• [WORK REQUIRED]
A complete, exact retyping of the data below is required.

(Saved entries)
.....
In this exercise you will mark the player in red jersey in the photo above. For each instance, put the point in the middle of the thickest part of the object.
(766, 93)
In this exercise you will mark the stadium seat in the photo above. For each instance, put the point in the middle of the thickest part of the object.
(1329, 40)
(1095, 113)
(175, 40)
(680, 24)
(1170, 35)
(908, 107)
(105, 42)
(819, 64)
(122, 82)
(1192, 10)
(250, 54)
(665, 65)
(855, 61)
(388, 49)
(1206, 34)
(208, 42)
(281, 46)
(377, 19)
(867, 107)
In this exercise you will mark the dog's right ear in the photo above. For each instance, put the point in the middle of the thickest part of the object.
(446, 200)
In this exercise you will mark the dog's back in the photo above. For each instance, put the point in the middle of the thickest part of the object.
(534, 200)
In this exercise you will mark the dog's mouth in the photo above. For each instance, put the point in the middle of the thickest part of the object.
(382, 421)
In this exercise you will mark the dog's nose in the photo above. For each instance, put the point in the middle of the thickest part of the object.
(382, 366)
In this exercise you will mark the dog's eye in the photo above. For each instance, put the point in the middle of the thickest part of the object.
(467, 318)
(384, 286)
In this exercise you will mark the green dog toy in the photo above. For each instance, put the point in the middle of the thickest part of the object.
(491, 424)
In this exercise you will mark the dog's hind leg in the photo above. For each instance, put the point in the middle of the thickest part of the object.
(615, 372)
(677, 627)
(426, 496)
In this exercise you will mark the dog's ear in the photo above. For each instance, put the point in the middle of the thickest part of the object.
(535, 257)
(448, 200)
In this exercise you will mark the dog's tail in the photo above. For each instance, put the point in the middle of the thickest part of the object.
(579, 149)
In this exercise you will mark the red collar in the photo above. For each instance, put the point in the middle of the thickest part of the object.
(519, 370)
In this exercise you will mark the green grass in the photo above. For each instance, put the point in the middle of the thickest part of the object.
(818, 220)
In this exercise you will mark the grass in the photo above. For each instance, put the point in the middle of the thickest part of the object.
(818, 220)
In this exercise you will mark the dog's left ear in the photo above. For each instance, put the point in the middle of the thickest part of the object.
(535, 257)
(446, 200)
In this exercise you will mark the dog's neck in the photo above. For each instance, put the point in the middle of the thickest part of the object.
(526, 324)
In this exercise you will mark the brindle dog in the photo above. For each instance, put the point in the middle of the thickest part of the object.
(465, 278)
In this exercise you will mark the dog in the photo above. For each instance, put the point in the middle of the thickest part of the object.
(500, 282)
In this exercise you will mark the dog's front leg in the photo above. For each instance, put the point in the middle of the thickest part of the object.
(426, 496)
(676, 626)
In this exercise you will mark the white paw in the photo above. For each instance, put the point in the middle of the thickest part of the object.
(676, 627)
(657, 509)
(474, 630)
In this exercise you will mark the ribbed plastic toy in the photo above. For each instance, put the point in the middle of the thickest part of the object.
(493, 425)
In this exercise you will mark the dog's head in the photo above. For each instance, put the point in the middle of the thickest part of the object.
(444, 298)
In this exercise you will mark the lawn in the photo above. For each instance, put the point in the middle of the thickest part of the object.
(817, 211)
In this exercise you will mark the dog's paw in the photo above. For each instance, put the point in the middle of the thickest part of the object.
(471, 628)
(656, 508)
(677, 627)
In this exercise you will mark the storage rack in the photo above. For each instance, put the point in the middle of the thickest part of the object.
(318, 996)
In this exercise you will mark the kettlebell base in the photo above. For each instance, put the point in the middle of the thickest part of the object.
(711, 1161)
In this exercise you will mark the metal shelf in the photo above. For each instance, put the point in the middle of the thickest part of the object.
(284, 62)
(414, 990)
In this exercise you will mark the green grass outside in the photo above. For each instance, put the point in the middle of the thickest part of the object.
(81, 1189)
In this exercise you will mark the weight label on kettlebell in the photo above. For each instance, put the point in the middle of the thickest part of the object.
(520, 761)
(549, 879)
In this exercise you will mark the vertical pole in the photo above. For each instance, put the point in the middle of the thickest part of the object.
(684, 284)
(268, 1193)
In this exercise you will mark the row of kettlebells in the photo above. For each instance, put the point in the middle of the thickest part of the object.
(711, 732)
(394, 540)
.....
• [TASK RESPONSE]
In this exercise you will mark the player in red jersey in the photo above. For each instance, put the point in the middle of the thickest part of the object.
(766, 93)
In this exercise you will mark the stadium seat in the photo above. For each instance, put the point in the middle of the thickest part of the object.
(1329, 40)
(1095, 113)
(175, 40)
(680, 24)
(1170, 35)
(908, 107)
(105, 42)
(819, 64)
(122, 82)
(1192, 10)
(250, 54)
(665, 65)
(855, 61)
(388, 49)
(1206, 34)
(208, 42)
(281, 46)
(377, 19)
(867, 107)
In this exercise you will mark the dog's right ear in the photo above. For each instance, put the point in the middle of the thickest part of the object.
(446, 200)
In this exercise you will mark the dog's back in the photo above. For each instance, put the point in the middle of the thickest part of the object.
(534, 200)
In this exercise you will mark the dog's mouth in the photo above. For each instance, put the point in the middle of the thickest part of the object.
(382, 421)
In this exercise you will mark the dog's nose in the photo above. For each instance, put the point in the middle of the thickest part of the object.
(382, 366)
In this exercise you will mark the dog's eye in the photo above. For each instance, put the point in the middle of the thickest part of the object.
(467, 318)
(384, 286)
In this exercise you will mark the green dog toy in the photo above. For each instance, put the point in the middle of the thickest part of the object.
(491, 424)
In this exercise you will mark the dog's hind leg in the photo above. For each instance, put the point in the middle of the thickest part of the object.
(615, 372)
(677, 627)
(426, 496)
In this exercise you will mark the dog's ear in the photo above. For each instance, put the point in the middle of the thickest part of the object.
(535, 257)
(448, 200)
In this exercise you will mark the dog's tail in the photo above. For each instance, put the point in the middle of the thickest part of the object.
(579, 149)
In this exercise you will mark the red collar in the photo above. For each instance, put the point in the middle of the thickest part of the object.
(519, 370)
In this exercise you will mark the green grass in the photo above. For each instance, put the point in the middle of the thickest part of the object.
(818, 220)
In this exercise you will mark the grass in the photo above. For each instance, put the point in the middle of the thickest part of the object.
(818, 220)
In this exercise you will mark the dog's left ear in the photo above. For each instance, put the point in the middle of the thickest part of the object.
(535, 257)
(446, 200)
In this exercise you will mark the dog's neck in the photo above. For each instance, put the point in the middle of the thickest part of the object.
(526, 324)
In this exercise you will mark the brindle dog in the photo above. For each instance, put the point in the middle of the thickest part of the object.
(465, 278)
In this exercise you will mark the dog in the photo above. For each instance, put the point in the middle of the thickest part of the object.
(500, 282)
In this exercise you will mark the dog's front leg in the photo above. For each instance, put the point in the middle of the thickest part of the object.
(426, 496)
(676, 626)
In this exercise you will mark the white paw in the photo above. For each instance, put the point in the middle of the thickest part of the object.
(676, 627)
(657, 509)
(474, 630)
In this exercise you will mark the ribbed plastic toy in the photo above. For each instance, put the point in the middle of the thickest part of the object.
(493, 425)
In this exercise you will mark the dog's head in the photo above. For each instance, put the point in the middle of the thickest part of the object.
(444, 298)
In this exercise you will mark the lawn in the photo above. For each instance, put the point in the middle of the thickest part of the object.
(817, 211)
In this exercise you will mark the dog's paw in the photo above. For each instance, put the point in the middle of the thickest part of the object.
(471, 628)
(656, 508)
(677, 627)
In this exercise you will mark the storage rack in the photo above. For each instance, put the point in the middle of the thickest part of the object.
(318, 996)
In this exercise you will mark the kettlebell base in the photo above. For each instance, put the point in the middle of the thickest part of the object.
(711, 1161)
In this exercise you will mark the metal shelf in the photo above. For each instance, put the point in the middle of the thickest part of the object.
(284, 62)
(414, 990)
In this exercise you will mark the green grass outside in the photo above. For each instance, put the point in the middle of the thickest part of the object.
(81, 1189)
In this exercise you will mark the weight label on kettlebell in the photo above. For each instance, put the point in the middle of the thickest part of the object.
(520, 761)
(549, 879)
In this exercise you will mark the vertical pole in the photo above. For each instance, put the point in the middle of the thickest part of the object.
(684, 284)
(268, 1193)
In this exercise you will mark the row of kettlebells in the photo above. For each instance, put the point in the middle of the thickest part of the object.
(711, 732)
(394, 540)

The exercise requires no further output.